### EXTRACT PROVIDED
┄┄┄┄┄┄┄┄┄┄┄┄┄┄┄┄┄┄┄┄
Tracing  

Uniting Tracing and Logs With OpenTelemetry Span Events

By Nathan LeClaire  |   Last modified on August 19, 2022

The current landscape of what our customers are dealing with in monitoring and observability can be a bit of a mess. For one thing, there are varying expectations and implementations when it comes to observability data. For another, most customers have to lean on a hodgepodge of tools that might blend open source and proprietary, require extensive onboarding as team members have to learn which tools are used for what, and have a steep learning curve in general.

In the case of the first problem, luckily, OpenTelemetry has become a place of convergence and commonality to unify the ecosystem. However, customers still find themselves facing the second problem—they have a set of workflows straddling different tools with each having its own learning curve, user mechanics, and operational requirements. Is there something we can do to unify some of these so that, for example, we can look at logging-shaped information and tracing-shaped information in the same place?

Absolutely. That’s possible with Honeycomb today, and in this article, I’m going to show you how and why you might want to move forward with it.
┄┄┄┄┄┄┄┄┄┄┄┄┄┄┄┄┄┄┄┄
### MATERIAL SHOWN
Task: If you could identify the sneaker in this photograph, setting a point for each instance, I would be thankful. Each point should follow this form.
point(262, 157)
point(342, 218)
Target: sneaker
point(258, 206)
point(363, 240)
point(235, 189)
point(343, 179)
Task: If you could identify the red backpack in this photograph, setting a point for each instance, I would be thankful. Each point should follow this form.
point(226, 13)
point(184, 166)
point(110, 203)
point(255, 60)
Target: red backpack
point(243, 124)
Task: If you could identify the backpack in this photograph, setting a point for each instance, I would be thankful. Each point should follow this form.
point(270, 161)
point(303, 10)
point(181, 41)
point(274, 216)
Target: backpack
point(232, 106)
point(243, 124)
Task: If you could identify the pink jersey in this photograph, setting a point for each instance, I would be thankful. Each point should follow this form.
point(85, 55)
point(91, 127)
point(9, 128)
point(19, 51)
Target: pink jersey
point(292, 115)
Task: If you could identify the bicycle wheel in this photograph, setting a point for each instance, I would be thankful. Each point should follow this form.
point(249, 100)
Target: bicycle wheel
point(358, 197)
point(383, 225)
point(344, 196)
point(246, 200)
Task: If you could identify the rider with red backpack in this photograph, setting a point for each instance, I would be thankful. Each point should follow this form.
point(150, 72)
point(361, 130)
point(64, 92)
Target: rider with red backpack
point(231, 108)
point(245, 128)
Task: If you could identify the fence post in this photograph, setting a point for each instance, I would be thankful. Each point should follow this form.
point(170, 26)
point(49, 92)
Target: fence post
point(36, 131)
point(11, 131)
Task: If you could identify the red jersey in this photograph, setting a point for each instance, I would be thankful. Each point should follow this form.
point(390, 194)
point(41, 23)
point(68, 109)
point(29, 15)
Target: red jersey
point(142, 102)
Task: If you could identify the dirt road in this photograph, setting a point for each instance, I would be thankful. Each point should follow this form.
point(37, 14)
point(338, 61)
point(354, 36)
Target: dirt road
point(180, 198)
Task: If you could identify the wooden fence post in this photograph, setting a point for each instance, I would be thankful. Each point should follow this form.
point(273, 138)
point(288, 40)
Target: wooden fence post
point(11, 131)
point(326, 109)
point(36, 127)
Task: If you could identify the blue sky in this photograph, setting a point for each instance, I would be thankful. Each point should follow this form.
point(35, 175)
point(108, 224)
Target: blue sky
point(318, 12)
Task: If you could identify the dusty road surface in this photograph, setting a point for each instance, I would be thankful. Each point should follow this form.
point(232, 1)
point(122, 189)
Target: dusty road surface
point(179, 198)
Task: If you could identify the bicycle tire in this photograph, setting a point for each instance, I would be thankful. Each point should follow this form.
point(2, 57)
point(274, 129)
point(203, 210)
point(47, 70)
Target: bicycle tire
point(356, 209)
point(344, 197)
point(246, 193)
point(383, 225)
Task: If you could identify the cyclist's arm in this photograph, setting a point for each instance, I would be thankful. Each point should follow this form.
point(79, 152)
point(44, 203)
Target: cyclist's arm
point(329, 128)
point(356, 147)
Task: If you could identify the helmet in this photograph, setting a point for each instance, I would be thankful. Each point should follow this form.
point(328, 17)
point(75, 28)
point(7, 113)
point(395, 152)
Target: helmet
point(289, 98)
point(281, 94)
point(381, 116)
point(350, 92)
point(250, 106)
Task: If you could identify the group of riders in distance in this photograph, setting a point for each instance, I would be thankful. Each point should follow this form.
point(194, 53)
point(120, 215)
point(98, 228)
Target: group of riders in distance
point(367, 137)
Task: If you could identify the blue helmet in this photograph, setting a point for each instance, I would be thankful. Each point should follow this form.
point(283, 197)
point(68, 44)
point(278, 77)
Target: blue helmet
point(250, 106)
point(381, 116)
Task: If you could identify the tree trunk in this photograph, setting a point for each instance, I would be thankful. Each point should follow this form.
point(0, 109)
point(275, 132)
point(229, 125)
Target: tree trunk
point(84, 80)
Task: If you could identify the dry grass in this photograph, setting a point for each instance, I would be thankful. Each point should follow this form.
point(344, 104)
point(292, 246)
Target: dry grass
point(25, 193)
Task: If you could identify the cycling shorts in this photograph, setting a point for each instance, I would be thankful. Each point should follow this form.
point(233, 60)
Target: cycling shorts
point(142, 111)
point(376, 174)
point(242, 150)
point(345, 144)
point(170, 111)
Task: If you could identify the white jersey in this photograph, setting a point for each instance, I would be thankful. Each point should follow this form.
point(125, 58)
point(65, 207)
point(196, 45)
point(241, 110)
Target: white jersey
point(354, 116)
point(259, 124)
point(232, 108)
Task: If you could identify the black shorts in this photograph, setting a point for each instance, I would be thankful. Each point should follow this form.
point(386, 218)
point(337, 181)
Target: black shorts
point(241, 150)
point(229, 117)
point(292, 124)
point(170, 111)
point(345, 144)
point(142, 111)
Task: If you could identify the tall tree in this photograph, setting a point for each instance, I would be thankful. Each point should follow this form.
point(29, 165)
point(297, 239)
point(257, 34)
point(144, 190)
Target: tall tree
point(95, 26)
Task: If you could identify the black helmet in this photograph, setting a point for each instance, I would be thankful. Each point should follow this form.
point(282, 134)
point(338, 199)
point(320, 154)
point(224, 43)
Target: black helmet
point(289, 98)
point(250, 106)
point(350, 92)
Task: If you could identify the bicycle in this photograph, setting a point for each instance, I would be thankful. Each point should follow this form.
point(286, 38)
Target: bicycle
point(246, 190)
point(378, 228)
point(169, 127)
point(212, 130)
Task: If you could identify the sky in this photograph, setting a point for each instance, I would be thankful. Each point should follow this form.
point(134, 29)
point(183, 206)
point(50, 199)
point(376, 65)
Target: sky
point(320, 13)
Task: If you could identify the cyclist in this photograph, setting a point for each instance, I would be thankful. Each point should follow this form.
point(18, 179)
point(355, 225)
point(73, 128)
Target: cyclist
┄┄┄┄┄┄┄┄┄┄┄┄┄┄┄┄┄┄┄┄
### GIVEN PROBLEM 1
After the listing, reproduce the passage of the article on uniting tracing and logs from "In the case" up to and including "forward with it.", word for word.
### GIVEN PROBLEM 2
Carry on writing the article on uniting tracing and logs with OpenTelemetry span events, starting right after its last sentence.

### EXERCISE OUTPUT 1
In the case of the first problem, luckily, OpenTelemetry has become a place of convergence and commonality to unify the ecosystem. However, customers still find themselves facing the second problem—they have a set of workflows straddling different tools with each having its own learning curve, user mechanics, and operational requirements. Is there something we can do to unify some of these so that, for example, we can look at logging-shaped information and tracing-shaped information in the same place?

Absolutely. That’s possible with Honeycomb today, and in this article, I’m going to show you how and why you might want to move forward with it.

### EXERCISE OUTPUT 2
OpenTelemetry Logging Example

Spans, Events, Logs, Span Logs, and Span Events

Before we dive in, a word on jargon—in Honeycomb, the atomic unit of data is referred to as an event, representing a single operation such as an HTTP request that was served. In the olden days of Honeycomb, we recommended that you roll up a variety of information about one operation into a single, arbitrarily wide event containing a bunch of properties explaining what happened. This would be in contrast to the way you probably log—spitting out new lines around every corner of your app, which may not have explicit structure to them at all.

As Honeycomb evolved and added tracing support, it became clear that you actually wanted several wide events per trace—a lot of operations might happen that merited their own spans (such as database or outbound HTTP calls to other services). Events and spans are synonymous in Honeycomb, and a trace is a collection of [spans|events]. Meanwhile, the earliest tracing systems such as Zipkin supported a notion of Span Logs, which, as the name implies, are little structured logs associated with a span whose duration is not important, but might still be worth having. An example might be an exception thrown by a program —we probably don’t care how long it took to throw the exception (probably not very long), but we definitely want to note that it happened in a trace, and take in as many details as possible about it.

How OpenTelemetry Streamlines the Logging Process: An Example

Logging comes in all shapes and sizes, from unstructured nonsense to structured application logs containing rich information about an app. OpenTelemetry has a long-term goal of supporting logs also as distinct signals from Spans, but there is also a need to strongly associate a span with a log, much like Zipkin did with Span Logs.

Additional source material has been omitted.